TASK TO COMPLETE
Swap "Practice" for "Exercise" in every row below and copy the rows out again with nothing else changed.

Object location labeling data:
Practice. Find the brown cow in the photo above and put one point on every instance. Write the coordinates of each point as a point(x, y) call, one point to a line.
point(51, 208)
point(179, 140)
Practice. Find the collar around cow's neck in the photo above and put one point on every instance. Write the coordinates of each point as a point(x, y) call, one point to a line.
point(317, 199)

FINAL ANSWER
Exercise. Find the brown cow in the photo above and put one point on every instance. Write the coordinates of each point as a point(x, y) call, one point to a line.
point(51, 208)
point(179, 140)
Exercise. Find the collar around cow's neck in the photo above and put one point on every instance. Write the coordinates of each point as a point(x, y) call, one point to a line.
point(317, 199)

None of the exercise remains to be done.